Page text
Jacob’s Proposal
Jacob’s Proposal is the first of a trilogy of Silhouette Desire romances by Eileen Wilks, detailing the hasty marriages of the three West brothers, confirmed bachelors all. How well you like these books will probably hinge on your tolerance for wills and trusts with weird stipulations, because that’s the device driving this whole series.
All three brothers are doing quite well for themselves, but they also have shares in a trust that shelters their enormous inherited wealth. When Ada, the feisty housekeeper who practically raised them, becomes ill with a rare disease requiring very expensive treatments, the brothers agree that the time has come to break the trust and claim their inheritance. The hitch is that the trust can’t be dismantled until all three of the brothers get hitched.
If that just made you roll your eyes, then you can probably go ahead and skip this book and the two following. I can tolerate weird wills and trusts to a certain extent – yes, I know they are unrealistic but so are countless other romance novel devices – amnesia, marriages of convenience, needing to pose as husband and wife for a business deal, and so on. What matters to me is if the story is internally consistent and realistic after I’ve decided to keep my disbelief suspended.
Jacob’s Proposal worked out well for me in this respect. Jacob’s first choice is to propose to his long-term girlfriend, who turns him down, with little emotional repercussion for Jacob, it seems. At the same time, he hires Claire McGuire to be a temporary secretary for him while his regular secretary is out on leave. He quickly decides that Claire could fill the bill for a new position as wife.
I did have some problems with Jacob. He’s too much in the mold of the romance novel business tycoon – the very wealthy man who does unspecific business deals and makes tons of money. He arranges his whole life and the people in it to his liking. His employees all live in his stately mansion with him, and he is well into his plans to marry Claire before he ever gets around to letting her know it. Claire eventually figures out the wounded man underneath but I never really saw it; I had to take her word for it.
It’s Claire herself who really made the book work for me. She is trying to overcome her own past life, both her wild teenage reputation and her unhappy marriage to the mentally unstable scion of one of the wealthy families in the town. Her ex, Ken, provides a bit of a suspense subplot as he returns to stalk her. Jacob’s odd employee arrangements and later, his proposal, offer some protection and a hiding place from Ken.

Data section
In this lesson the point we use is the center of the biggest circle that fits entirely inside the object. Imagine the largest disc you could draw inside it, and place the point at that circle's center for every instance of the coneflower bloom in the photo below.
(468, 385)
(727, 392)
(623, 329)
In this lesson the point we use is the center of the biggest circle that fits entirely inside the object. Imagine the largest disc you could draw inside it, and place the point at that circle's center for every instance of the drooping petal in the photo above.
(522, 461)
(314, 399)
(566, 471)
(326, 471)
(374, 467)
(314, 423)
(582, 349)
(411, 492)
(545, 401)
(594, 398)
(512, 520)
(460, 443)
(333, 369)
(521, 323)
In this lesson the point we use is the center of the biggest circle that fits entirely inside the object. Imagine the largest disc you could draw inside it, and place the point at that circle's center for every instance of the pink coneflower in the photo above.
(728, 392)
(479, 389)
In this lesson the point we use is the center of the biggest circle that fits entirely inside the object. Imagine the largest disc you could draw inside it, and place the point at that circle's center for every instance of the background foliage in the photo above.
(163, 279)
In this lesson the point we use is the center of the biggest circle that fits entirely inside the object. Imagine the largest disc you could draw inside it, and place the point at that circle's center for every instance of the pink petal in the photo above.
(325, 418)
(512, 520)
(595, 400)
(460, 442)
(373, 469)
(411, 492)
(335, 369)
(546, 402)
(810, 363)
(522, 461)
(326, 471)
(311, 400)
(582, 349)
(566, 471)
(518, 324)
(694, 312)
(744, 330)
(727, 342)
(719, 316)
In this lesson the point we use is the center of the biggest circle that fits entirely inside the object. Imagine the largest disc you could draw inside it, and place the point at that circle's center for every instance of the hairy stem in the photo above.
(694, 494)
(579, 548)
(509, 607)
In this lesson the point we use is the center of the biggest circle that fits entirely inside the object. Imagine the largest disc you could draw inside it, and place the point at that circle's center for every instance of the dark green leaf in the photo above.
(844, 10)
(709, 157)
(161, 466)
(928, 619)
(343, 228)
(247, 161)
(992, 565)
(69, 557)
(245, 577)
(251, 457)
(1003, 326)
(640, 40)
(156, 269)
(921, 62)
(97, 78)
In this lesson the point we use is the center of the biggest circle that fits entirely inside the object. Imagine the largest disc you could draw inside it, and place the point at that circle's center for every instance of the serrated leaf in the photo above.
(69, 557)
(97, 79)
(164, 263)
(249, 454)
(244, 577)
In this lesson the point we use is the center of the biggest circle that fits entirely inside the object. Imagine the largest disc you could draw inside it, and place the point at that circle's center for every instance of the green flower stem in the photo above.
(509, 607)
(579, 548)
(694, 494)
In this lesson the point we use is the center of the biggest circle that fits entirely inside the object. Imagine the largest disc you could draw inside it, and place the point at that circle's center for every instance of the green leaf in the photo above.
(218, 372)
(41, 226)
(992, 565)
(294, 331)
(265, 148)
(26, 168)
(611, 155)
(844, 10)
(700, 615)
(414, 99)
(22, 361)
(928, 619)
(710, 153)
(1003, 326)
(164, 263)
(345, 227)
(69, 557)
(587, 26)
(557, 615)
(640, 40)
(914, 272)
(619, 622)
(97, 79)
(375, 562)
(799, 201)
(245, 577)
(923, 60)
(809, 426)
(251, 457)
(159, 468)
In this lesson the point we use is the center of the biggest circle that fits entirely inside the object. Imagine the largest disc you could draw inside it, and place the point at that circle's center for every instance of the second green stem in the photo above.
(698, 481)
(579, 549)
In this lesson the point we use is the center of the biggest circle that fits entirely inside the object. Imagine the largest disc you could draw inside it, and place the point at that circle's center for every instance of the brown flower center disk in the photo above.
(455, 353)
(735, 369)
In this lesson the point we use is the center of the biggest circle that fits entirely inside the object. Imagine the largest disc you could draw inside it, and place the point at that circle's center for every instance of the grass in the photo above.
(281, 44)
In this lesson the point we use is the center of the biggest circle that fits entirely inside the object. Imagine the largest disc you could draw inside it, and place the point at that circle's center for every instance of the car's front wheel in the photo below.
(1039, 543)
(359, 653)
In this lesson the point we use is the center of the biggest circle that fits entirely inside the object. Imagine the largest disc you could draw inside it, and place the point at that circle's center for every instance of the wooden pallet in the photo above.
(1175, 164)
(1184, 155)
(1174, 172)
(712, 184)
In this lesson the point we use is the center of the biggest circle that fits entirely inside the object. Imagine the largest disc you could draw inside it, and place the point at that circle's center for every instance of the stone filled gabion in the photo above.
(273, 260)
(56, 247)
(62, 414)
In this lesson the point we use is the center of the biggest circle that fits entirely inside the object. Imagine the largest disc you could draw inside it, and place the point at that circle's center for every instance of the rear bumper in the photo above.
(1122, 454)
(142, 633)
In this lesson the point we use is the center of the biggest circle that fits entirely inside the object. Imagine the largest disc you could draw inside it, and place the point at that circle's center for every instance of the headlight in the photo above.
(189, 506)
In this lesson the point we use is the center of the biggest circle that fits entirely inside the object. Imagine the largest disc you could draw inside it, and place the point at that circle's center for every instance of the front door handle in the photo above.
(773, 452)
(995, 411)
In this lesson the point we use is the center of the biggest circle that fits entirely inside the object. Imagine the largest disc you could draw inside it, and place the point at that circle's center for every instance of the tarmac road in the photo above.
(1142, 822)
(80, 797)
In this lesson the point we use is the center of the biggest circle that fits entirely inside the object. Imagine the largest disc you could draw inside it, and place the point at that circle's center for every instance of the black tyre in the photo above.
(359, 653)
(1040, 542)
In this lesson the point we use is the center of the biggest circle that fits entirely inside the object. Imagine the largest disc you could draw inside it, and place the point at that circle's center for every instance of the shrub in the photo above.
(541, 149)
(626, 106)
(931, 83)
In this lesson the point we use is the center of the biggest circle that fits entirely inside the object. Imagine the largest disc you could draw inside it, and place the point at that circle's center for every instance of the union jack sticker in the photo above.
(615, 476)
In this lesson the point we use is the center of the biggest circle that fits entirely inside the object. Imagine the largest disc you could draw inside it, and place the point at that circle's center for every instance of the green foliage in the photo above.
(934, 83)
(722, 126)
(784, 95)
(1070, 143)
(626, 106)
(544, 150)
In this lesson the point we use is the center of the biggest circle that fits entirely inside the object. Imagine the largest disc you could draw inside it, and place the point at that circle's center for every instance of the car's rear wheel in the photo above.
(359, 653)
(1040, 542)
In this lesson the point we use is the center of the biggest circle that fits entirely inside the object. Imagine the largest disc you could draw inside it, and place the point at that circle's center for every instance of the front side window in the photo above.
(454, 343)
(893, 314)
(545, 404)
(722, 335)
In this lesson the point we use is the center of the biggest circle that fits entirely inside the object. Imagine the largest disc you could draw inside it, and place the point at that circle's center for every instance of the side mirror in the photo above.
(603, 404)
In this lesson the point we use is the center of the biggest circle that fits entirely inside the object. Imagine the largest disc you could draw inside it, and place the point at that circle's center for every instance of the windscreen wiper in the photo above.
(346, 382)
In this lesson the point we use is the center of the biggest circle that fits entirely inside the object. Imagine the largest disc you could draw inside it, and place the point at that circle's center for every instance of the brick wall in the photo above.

Work order 1
Write out the stretch of the Jacob's Proposal review from "If that just" through "my disbelief suspended.".
Work order 2
Extend the Jacob's Proposal review by continuing it from its final sentence.

Written response 1
If that just made you roll your eyes, then you can probably go ahead and skip this book and the two following. I can tolerate weird wills and trusts to a certain extent – yes, I know they are unrealistic but so are countless other romance novel devices – amnesia, marriages of convenience, needing to pose as husband and wife for a business deal, and so on. What matters to me is if the story is internally consistent and realistic after I’ve decided to keep my disbelief suspended.

Written response 2
But Ken isn’t really the point here. What impressed me was the honest emotional dilemma that arises for Claire out of the potboiler plot elements. She is someone who has been terribly deceived and wounded by what passed for love in her marriage, and at some level Jacob’s proposed arrangement makes sense to her. She’s relieved to find that love isn’t in the equation; she’s had enough of that. Safety, respect, tenderness and protection from the ghosts of her past seems like a good offer. Yet she still hesitates. What if someday she wants love again? Forever is a long time to stay in a loveless marriage of convenience.
Claire’s has to work this out within herself and with Jacob, and it was the strongest part of the book. It was refreshing to read a book with a heroine more vivid than the hero. So often it’s the other way around (although ideally, of course, both would stand out equally). It’s also rare that internal emotional conflicts are the stronger story element, but given Claire’s past turmoil, to have the whole thing resolved in one of those desperate kidnapping, when-I-thought-you-were-dead-I-realized-how-much-I-love-you moments would have felt like a cop out.
The glimpses of the other West brothers, Luke and Michael, were intriguing enough that I want to see more of them, especially Michael, who is some sort of SEAL-like military operative. I recommend this book to anyone who likes some deeper and perhaps darker emotions in their series romances, and who can get past the marriage as will or trust stipulation in the setup.